→ TRY IT: Filter the records below down to the lines that contain the word "clicks", matching case exactly, and copy each such line in full.

Dataset entries:

++++

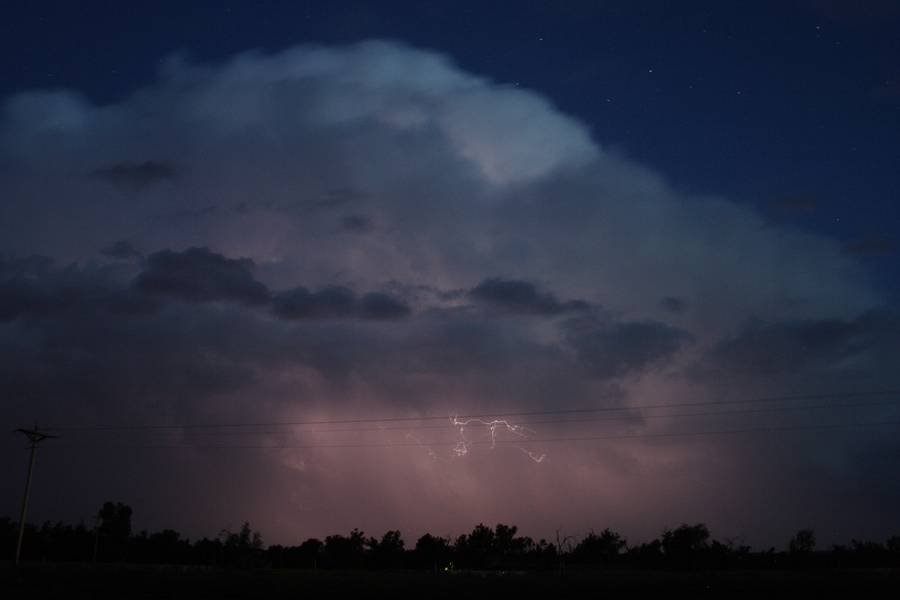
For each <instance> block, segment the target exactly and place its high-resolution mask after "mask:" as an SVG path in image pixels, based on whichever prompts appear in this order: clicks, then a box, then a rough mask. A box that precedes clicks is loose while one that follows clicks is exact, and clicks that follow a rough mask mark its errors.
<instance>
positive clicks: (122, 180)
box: [91, 160, 178, 190]
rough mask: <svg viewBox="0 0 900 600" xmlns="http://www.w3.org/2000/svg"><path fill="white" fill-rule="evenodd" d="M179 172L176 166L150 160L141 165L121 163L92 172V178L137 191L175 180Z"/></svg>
mask: <svg viewBox="0 0 900 600" xmlns="http://www.w3.org/2000/svg"><path fill="white" fill-rule="evenodd" d="M177 175H178V170H177V169H176V168H175V166H174V165H172V164H170V163H166V162H162V161H156V160H148V161H144V162H141V163H133V162H120V163H114V164H111V165H109V166H106V167H102V168H100V169H96V170H94V171H91V176H93V177H96V178H98V179H103V180H105V181H108V182H109V183H112V184H113V185H118V186H122V187H128V188H132V189H136V190H140V189H143V188H145V187H148V186H151V185H153V184H154V183H158V182H160V181H165V180H166V179H174V178H175V177H176V176H177Z"/></svg>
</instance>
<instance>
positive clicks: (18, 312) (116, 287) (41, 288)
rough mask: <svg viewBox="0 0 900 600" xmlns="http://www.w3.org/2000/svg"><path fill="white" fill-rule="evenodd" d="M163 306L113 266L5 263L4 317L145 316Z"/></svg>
mask: <svg viewBox="0 0 900 600" xmlns="http://www.w3.org/2000/svg"><path fill="white" fill-rule="evenodd" d="M157 308H158V304H157V303H156V302H155V300H154V299H152V298H147V297H145V296H143V295H142V294H139V293H137V292H135V291H134V290H131V289H128V288H127V287H124V286H122V285H121V284H120V283H119V282H118V281H117V280H116V277H115V272H114V271H111V270H108V269H88V268H82V267H79V266H77V265H71V266H68V267H58V266H56V265H55V264H54V263H53V261H52V260H51V259H49V258H46V257H31V258H27V259H21V260H13V261H2V262H0V321H10V320H13V319H17V318H19V317H23V318H39V317H54V316H59V315H63V314H69V315H77V314H80V313H85V312H92V313H98V312H99V313H104V312H105V313H110V314H121V315H142V314H148V313H151V312H153V311H155V310H156V309H157Z"/></svg>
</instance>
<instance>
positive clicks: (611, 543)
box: [572, 529, 626, 564]
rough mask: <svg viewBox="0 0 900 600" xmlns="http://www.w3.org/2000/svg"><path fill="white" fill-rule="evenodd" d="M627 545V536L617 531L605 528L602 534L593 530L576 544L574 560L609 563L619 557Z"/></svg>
mask: <svg viewBox="0 0 900 600" xmlns="http://www.w3.org/2000/svg"><path fill="white" fill-rule="evenodd" d="M625 546H626V541H625V538H623V537H622V536H620V535H619V534H618V533H616V532H615V531H612V530H610V529H604V530H603V531H601V532H600V535H597V534H596V533H594V532H593V531H592V532H591V533H589V534H588V535H587V536H585V537H584V539H582V540H581V542H579V544H578V545H577V546H575V550H573V551H572V562H576V563H582V564H609V563H612V562H614V561H615V560H616V559H618V558H619V555H620V554H621V552H622V550H623V549H624V548H625Z"/></svg>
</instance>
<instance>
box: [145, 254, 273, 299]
mask: <svg viewBox="0 0 900 600" xmlns="http://www.w3.org/2000/svg"><path fill="white" fill-rule="evenodd" d="M254 268H255V265H254V263H253V261H252V260H250V259H248V258H237V259H234V258H227V257H225V256H222V255H221V254H216V253H215V252H210V250H209V249H208V248H189V249H188V250H185V251H184V252H173V251H172V250H163V251H161V252H156V253H154V254H151V255H150V256H149V257H147V263H146V267H145V269H144V270H143V271H142V272H141V273H140V275H138V277H137V278H136V279H135V282H134V285H135V287H136V288H137V289H139V290H141V291H143V292H147V293H151V294H159V295H162V296H171V297H175V298H179V299H181V300H185V301H187V302H213V301H217V300H225V301H232V302H238V303H241V304H247V305H259V304H265V303H267V302H269V299H270V294H269V290H268V288H266V286H265V285H263V284H262V283H260V282H259V281H257V280H256V279H255V277H254V275H253V270H254Z"/></svg>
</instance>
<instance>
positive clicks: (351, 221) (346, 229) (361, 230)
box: [340, 215, 375, 233]
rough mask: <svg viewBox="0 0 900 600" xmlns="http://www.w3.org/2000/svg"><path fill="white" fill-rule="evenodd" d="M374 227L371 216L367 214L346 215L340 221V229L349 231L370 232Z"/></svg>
mask: <svg viewBox="0 0 900 600" xmlns="http://www.w3.org/2000/svg"><path fill="white" fill-rule="evenodd" d="M374 228H375V225H374V224H373V223H372V219H371V217H367V216H366V215H346V216H344V217H342V218H341V221H340V230H341V231H346V232H347V233H369V232H370V231H372V230H373V229H374Z"/></svg>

++++

→ REPLY:
For each <instance> block, segment the target exactly and place its high-resolution mask after "mask:" as an SVG path in image pixels, based on whichever prompts appear in this order: clicks, then a box, then a rough mask. A box that precedes clicks is loose while one that follows clicks is exact, and clicks that follow a rough mask mark its errors.
positive clicks: (122, 180)
positive clicks: (18, 312) (116, 287) (41, 288)
positive clicks: (611, 543)
positive clicks: (351, 221) (346, 229) (361, 230)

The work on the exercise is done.